▸ TASK BRIEF
Copy all of the entries that follow, exactly.

Source records:
+ + + + +

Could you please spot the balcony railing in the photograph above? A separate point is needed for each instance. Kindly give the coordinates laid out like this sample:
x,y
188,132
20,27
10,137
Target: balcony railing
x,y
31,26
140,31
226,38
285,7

+ + + + +

▸ EXERCISE OUTPUT
Could you please spot the balcony railing in the photograph above? A separate point is needed for each instance. Kindly give the coordinates laid out like this sample:
x,y
188,132
20,27
10,137
Target: balcony railing
x,y
31,26
140,31
226,38
285,7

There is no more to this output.